EXCERPT:
++++++++++++++++++++

Story Stocks®
Trupanion (TRUP) has been barking up a storm since reporting impressive Q2 results a couple of weeks ago. As a provider of medical insurance plans for cats and dogs, it would make sense if consumers decided to cut back on this spending given how tight consumer budgets are these days. However, Trupanion surprised the market with a good Q2 report. The stock has made quite a move since the Q2 report (+33%), trading to a new 52-week high.
- The company reported a loss as expected, but it was narrower than analysts had been expecting. Also, revenue rose nicely, up 16% yr/yr to $314.8 mln, which also was better than expected. What's more and we think the metric investors liked most was subscription revenue jumping 20% yr/yr to $208.6 mln. TRUP says its subscription business is the financial engine behind its business.
- Breaking down the components of its subscription growth, ARPU increased by 11% yr/yr, a record pace since TRUP became publicly traded 10 years ago and pet count increased by 8%. Within its core Trupanion brand, ARPU expanded even faster at 13%. Modulating between growth and pricing is a key focus for TRUP.
- An issue the company has been dealing with rising veterinary pricing, so it works hard to get that right balance between its prices and vet inflation. What really helped with Q2 subscription revenue is that TRUP had approximately 24% pricing rolling through its book, and veterinary inflation remained consistent with expectations at 15%. Against this backdrop, retention in the quarter was strong with the average pets staying with TRUP for over 60 months. Of note, within its core Trupanion product, approximately half of its Trupanion members have received a pricing increase of 20% or more over the last 12 months.

++++++++++++++++++++

EXERCISE DATA:
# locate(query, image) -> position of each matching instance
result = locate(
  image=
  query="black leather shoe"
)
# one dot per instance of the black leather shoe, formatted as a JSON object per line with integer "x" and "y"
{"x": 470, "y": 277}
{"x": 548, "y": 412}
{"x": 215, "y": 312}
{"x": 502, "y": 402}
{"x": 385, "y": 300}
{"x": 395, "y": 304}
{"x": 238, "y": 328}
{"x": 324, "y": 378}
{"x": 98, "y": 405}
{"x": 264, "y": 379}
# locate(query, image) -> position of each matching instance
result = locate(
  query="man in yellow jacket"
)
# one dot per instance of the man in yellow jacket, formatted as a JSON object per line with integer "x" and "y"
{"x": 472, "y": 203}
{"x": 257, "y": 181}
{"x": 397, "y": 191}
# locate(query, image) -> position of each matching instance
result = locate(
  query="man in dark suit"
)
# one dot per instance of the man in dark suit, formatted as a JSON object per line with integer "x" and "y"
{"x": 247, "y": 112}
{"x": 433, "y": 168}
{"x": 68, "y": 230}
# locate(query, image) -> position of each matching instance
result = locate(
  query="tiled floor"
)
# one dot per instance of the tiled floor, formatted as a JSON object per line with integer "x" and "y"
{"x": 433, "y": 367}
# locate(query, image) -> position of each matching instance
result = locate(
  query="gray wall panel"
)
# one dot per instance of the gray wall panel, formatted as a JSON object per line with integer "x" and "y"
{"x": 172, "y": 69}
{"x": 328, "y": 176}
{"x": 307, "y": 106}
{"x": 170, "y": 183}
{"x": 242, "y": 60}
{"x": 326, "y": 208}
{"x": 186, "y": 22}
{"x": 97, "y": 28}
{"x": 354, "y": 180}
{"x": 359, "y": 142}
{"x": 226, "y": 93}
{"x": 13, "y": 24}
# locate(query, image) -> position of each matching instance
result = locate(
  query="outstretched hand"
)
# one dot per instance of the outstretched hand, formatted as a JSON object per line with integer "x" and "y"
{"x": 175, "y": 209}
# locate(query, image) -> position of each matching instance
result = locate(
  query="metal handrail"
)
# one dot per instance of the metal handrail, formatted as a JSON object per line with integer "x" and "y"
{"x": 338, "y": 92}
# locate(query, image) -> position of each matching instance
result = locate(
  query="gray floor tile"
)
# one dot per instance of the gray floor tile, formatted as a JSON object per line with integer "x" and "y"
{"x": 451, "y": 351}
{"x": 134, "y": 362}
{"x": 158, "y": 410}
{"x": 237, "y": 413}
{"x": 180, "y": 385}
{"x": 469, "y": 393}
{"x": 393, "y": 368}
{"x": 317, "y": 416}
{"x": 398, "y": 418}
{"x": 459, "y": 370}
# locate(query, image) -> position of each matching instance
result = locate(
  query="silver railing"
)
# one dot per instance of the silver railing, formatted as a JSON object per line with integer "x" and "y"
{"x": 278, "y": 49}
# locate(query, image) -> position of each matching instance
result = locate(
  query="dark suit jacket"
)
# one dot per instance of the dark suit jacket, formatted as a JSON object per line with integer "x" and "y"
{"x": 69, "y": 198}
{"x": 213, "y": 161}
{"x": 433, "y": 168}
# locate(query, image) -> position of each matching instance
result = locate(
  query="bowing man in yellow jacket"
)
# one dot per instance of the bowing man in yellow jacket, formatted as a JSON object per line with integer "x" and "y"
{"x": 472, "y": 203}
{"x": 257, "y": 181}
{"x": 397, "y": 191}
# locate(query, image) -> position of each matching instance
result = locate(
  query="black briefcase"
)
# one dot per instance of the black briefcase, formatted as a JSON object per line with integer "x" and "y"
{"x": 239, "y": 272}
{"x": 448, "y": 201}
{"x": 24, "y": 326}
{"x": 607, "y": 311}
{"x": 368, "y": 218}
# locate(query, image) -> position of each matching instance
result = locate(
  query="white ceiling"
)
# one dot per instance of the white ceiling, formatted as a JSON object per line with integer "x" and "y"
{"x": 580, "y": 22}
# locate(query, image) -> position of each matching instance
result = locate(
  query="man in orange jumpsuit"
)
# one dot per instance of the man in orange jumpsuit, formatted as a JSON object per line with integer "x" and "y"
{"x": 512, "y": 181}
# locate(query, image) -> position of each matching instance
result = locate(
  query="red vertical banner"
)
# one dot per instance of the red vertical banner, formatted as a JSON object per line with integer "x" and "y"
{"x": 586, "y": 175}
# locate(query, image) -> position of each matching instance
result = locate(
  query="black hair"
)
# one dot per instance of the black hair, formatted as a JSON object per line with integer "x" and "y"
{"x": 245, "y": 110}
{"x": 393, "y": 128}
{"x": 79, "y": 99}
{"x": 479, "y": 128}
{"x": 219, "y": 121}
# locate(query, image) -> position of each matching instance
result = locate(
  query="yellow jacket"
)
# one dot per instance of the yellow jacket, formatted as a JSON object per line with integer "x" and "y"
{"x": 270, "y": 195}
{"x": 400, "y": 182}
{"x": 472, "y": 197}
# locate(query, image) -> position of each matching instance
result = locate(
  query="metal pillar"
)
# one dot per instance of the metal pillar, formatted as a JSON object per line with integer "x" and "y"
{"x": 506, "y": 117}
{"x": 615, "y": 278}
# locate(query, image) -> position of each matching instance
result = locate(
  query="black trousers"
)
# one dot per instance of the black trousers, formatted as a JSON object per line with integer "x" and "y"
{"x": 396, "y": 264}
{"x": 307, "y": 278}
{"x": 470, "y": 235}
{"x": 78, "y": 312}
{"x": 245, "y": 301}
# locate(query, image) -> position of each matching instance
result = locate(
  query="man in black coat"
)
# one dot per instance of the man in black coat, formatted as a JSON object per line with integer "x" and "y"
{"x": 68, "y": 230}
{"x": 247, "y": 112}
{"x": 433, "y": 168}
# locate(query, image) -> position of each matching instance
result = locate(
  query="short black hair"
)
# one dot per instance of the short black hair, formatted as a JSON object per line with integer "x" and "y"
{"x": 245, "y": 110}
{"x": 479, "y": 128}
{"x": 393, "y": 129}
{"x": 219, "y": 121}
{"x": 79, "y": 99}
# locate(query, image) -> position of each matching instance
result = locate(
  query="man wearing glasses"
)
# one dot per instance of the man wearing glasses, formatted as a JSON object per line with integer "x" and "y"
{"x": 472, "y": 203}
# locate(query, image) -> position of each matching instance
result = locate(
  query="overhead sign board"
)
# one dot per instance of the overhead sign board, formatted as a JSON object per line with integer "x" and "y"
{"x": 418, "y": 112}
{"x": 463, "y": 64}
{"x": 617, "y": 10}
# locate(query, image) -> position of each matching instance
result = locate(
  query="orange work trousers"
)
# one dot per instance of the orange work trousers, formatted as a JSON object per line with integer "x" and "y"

++++++++++++++++++++

INSTRUCTIONS TO FOLLOW: Please continue the piece on Trupanion's Q2 results from where it stops. You won't need the rows for this.

ANSWER SPACE:
- Unlike other direct-to-consumer subscription models, because TRUP is an insurance provider which is more regulated, it is limited in how quickly it can adjust and implement pricing. However, TRUP recently received meaningful rate approvals in two of its largest states that are beginning to take effect. While these new rates will take time to run through its book, they should enable TRUP to increase acquisition spending and pet growth in these regions now that the company has reestablished pricing.
Overall, we just wanted to flag the big move recently in Trupanion. It seems like US consumers are willing to keep spending on their pets despite the macro pressures. Also, we think consumers are seeing the rising cost of veterinary care and having health insurance is way to mitigate those increased costs. It also tells us sentiment around this stock finally seems to be improving. It has been under pressure in recent years, but the durability of its subscription base and favorable rate increases from state regulators are convincing the skeptics.